_SET EXERCISE_: Reproduce every line of the data below verbatim, with nothing changed, added, or left out.

_SUPPLIED ENTRIES_:
□ □ □ □ □ □ □

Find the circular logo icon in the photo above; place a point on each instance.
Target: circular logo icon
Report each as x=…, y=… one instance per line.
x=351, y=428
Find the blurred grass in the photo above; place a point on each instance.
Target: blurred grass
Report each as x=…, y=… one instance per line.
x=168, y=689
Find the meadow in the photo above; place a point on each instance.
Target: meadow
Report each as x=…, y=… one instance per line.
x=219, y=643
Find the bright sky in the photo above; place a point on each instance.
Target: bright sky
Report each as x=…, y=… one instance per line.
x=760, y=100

□ □ □ □ □ □ □

_WORKED ANSWER_:
Find the circular logo icon in the photo above; place a point on each instance.
Target: circular logo icon
Report each as x=…, y=… one instance per line.
x=351, y=428
Find the blurred grass in the photo above; place a point on each instance.
Target: blurred grass
Report each as x=…, y=… one instance per line.
x=168, y=689
Find the meadow in the photo above; place a point on each instance.
Target: meadow
Report each as x=…, y=… one instance per line.
x=219, y=643
Find the bright sky in the photo above; place a point on each instance.
Target: bright sky
Report each as x=…, y=… one instance per line.
x=760, y=100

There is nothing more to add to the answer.